[START OF THE RECORDS]
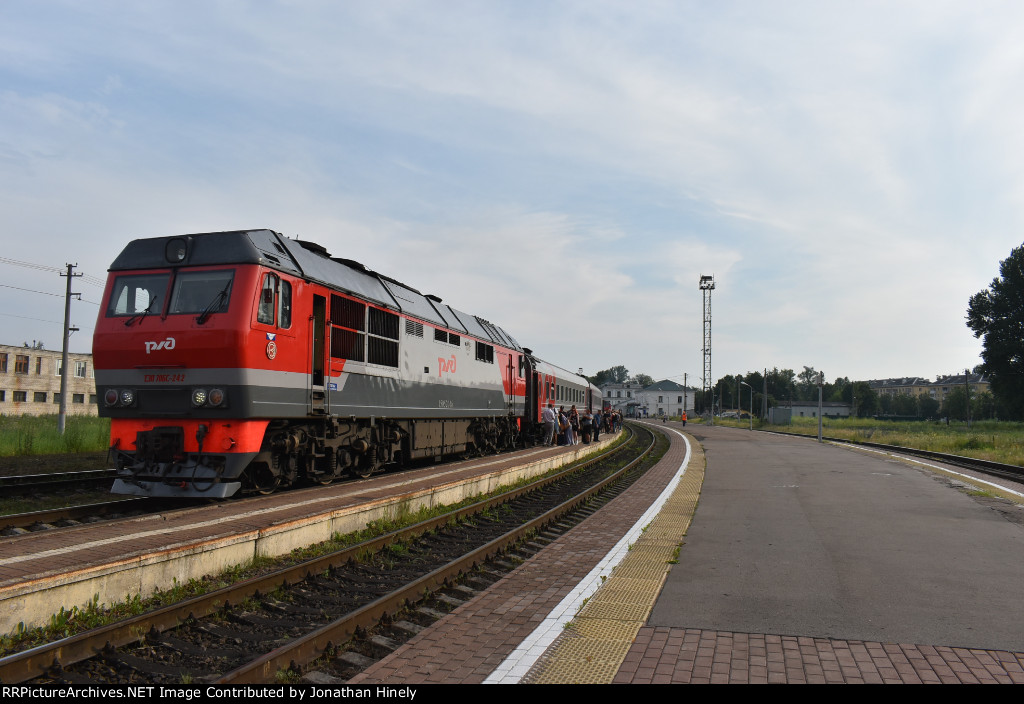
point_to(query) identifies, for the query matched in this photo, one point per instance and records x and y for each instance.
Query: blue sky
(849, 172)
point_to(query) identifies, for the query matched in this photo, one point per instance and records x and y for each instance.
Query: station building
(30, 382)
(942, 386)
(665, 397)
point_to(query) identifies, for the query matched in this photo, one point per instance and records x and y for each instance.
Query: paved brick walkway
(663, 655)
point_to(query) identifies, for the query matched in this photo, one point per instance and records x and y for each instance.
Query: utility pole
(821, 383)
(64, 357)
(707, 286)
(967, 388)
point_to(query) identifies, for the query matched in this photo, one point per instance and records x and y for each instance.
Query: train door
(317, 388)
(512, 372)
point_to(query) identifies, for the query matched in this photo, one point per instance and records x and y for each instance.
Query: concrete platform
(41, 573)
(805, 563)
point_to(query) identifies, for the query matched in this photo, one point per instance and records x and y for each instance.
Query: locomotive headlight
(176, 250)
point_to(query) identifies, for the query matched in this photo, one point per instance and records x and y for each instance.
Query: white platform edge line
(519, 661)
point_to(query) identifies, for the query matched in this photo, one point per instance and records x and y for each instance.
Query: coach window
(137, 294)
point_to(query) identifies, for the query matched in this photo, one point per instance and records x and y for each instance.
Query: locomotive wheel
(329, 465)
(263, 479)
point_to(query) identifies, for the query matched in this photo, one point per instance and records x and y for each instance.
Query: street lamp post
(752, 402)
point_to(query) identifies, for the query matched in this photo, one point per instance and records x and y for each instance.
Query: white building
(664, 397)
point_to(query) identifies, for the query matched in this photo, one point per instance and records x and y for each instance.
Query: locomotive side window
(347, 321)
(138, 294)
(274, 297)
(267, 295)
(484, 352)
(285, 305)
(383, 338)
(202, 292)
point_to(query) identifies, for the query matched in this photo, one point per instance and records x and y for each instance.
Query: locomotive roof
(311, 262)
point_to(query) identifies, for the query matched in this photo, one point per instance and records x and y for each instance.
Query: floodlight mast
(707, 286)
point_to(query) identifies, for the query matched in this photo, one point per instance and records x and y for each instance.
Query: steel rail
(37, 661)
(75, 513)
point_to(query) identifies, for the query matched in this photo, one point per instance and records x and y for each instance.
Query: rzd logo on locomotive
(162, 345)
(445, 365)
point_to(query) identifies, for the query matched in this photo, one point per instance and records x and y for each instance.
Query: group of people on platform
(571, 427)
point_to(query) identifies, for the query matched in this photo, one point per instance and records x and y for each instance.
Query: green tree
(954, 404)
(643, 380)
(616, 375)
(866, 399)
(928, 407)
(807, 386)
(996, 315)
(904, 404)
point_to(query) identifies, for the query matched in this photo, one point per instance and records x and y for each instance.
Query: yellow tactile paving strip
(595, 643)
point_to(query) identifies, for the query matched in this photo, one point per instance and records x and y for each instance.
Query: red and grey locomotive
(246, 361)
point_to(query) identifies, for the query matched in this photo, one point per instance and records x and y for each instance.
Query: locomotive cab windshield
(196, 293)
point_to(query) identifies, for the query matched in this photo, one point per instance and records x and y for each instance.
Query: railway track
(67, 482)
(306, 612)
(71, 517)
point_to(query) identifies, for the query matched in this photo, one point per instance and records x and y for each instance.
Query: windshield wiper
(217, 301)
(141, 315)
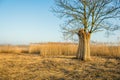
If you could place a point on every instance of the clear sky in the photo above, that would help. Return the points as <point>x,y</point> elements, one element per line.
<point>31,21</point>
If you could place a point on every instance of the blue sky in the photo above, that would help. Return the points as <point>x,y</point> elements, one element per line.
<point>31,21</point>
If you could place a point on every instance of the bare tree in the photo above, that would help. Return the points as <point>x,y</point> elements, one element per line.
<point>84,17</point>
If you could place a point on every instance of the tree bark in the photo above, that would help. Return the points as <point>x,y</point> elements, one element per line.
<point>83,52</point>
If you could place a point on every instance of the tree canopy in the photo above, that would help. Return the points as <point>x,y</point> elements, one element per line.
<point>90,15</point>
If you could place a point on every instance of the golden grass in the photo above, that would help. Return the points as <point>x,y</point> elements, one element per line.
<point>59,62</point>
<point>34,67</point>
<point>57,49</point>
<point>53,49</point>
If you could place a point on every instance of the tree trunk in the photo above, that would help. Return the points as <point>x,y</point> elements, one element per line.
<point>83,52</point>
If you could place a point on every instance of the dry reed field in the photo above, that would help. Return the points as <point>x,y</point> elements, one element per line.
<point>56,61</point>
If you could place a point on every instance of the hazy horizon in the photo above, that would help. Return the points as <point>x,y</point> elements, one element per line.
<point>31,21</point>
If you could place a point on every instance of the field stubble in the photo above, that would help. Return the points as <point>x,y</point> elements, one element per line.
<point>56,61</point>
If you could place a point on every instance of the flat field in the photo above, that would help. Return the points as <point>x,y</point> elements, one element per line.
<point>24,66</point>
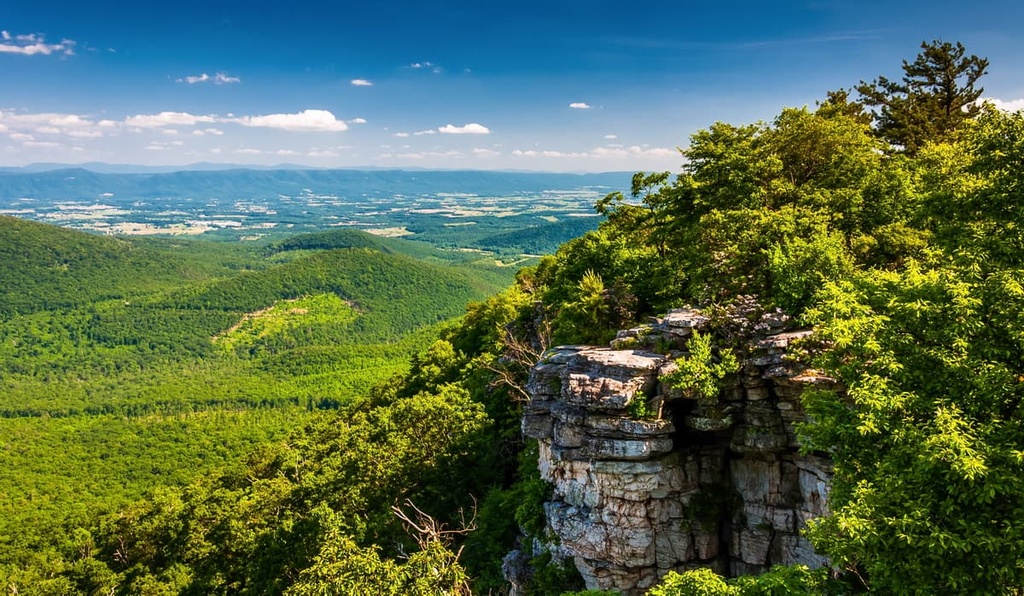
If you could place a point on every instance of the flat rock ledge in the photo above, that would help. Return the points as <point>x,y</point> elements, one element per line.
[END OF THE RECORDS]
__WHAT THE TASK REQUIRES__
Reproduce all the items above, renaming "utility pole" to "telephone pole" wherever it occurs and leaving every other word unchanged. Omit the pictures from the reproduction.

__CORRECT RESULT__
point_to(query) identifies, for the query matched in this photo, one point per instance and records x and y for each instance.
Query: blue sky
(849, 172)
point_to(query) identifies, for the query matched in this photo, one point per instance and records x and y for each instance.
Query: station building
(30, 382)
(942, 386)
(665, 397)
point_to(query) identifies, for the query matched in this photo, one point per instance and records x and y for each instance.
Query: paved brick walkway
(663, 655)
point_to(query) identifies, for the query matched in this photo, one point per instance and records x and y for each instance.
Query: telephone pole
(821, 383)
(64, 357)
(707, 286)
(967, 388)
point_to(query) identifies, for the query matched in this photo, one point per instance and records x and y for each instance.
Query: train door
(317, 388)
(512, 372)
point_to(query) identifies, for the query matched in this photo, one point per instance and records x and y for each instance.
Query: concrete platform
(41, 573)
(805, 563)
point_to(query) identifies, for the query matched in this photo, one point per instance and records x and y for each instance.
Query: locomotive headlight
(176, 250)
point_to(query) identifies, for the query matched in this photo, one point per instance and records x and y for each instance.
Query: white platform edge line
(519, 661)
point_to(query) identifies, for the query matched in this photo, one point per instance and records x and y for each instance.
Query: coach window
(137, 294)
point_to(query) identifies, for the query matched in this photo, one point per instance and records x and y for each instance.
Query: locomotive wheel
(329, 465)
(263, 479)
point_to(query) identifies, for the query matched in this photo, one point per instance and records x and y for each instance.
Query: street lamp post
(752, 402)
point_to(query) identifies, for the query matched in this photo, one point per instance and records x and y for each instance.
Query: white building
(664, 397)
point_to(query) identifies, for the query matched in this photo, one point per instance and records x and y for each instance.
Query: locomotive side window
(347, 321)
(138, 294)
(274, 297)
(267, 295)
(484, 352)
(285, 305)
(383, 338)
(202, 292)
point_to(query) identifies, for the query matched in this photo, one point per instance and records x and y for each instance.
Query: locomotive roof
(311, 262)
point_to(query) identifies, for the query matched in this photo, one point per instance and records x and y for each instance.
Query: floodlight mast
(707, 286)
point_to(query) identifies, for the query matched in this photo, one point per instance and records x and y for each instance.
Query: steel rail
(37, 661)
(75, 513)
point_to(query) identifies, for the query matched in this photo, one point per instance and records x and y for each instance.
Query: rzd logo on locomotive
(162, 345)
(445, 365)
point_to(query) identifies, for the query matched in this photo, one point per instance and records x and y for each instance.
Query: group of people on platform
(571, 427)
point_to(query) identifies, for the query matched in this photo, one point per instance and records x and y for each instance.
Query: green tree
(954, 404)
(643, 380)
(616, 375)
(866, 399)
(928, 407)
(807, 386)
(996, 315)
(904, 404)
point_to(query) identifies, for the query matched in this photo, one point per instance and records x and y for each instance.
Query: yellow tactile paving strip
(595, 643)
point_to(query) identifies, for the query matched in this photo, one point per instance and records x and y for each instance.
Query: red and grey locomotive
(246, 361)
point_to(query) identifies, for the query matched in this photo, one point per instance and records x and y for each instance.
Query: locomotive cab windshield
(196, 293)
point_to(query) identifies, for the query matched in this photo, one point per instance and records x and y for each instance.
Query: railway track
(67, 482)
(306, 612)
(71, 517)
point_to(query) identifies, for the query matched in this photo, one point per instance and records x and y for each instance.
Query: windshield wiper
(217, 301)
(141, 315)
If you could place a point on every instance of the clear sky in the photo above, that would help. Return the points as <point>x,y</point> elements, one element per line.
<point>31,21</point>
If you could place a point on every instance of the blue sky in the photo above, that would help. Return the points as <point>x,y</point> elements, one element per line.
<point>31,21</point>
If you could place a point on every instance of the bare tree in the photo above, that would help. Return the points as <point>x,y</point> elements, one element per line.
<point>84,17</point>
If you could place a point on every instance of the tree bark in the photo above, that would help. Return the points as <point>x,y</point> elements, one element per line.
<point>83,52</point>
If you could place a point on every instance of the tree canopy in the photo above, that would help. Return the points as <point>x,y</point> elements, one element per line.
<point>90,15</point>
If you could place a point on every instance of the golden grass in the photo above, that would help. Return the points as <point>x,y</point> elements, one element per line.
<point>59,62</point>
<point>34,67</point>
<point>57,49</point>
<point>53,49</point>
If you could place a point on every instance of the tree trunk in the photo above, that would help. Return the points as <point>x,y</point> elements, one element per line.
<point>83,52</point>
If you could place a point on every instance of the dry reed field in the photo above, that would help. Return the points as <point>x,y</point> elements, one element per line.
<point>56,61</point>
If you could place a point on every instance of the hazy horizon in the photo above, that would help. Return the points as <point>x,y</point> elements, one element per line.
<point>31,21</point>
If you could place a point on every instance of the field stubble in the photo above, that would help. Return the points as <point>x,y</point> elements, one element per line.
<point>56,61</point>
If you could place a point on every instance of the flat field in the photo above, that would help. Return the points as <point>x,y</point> elements, one element per line.
<point>24,66</point>
If you could place a point on every instance of the flat rock ledge in the photo above, that would help. Return the points as <point>x,y</point> elements, one element per line.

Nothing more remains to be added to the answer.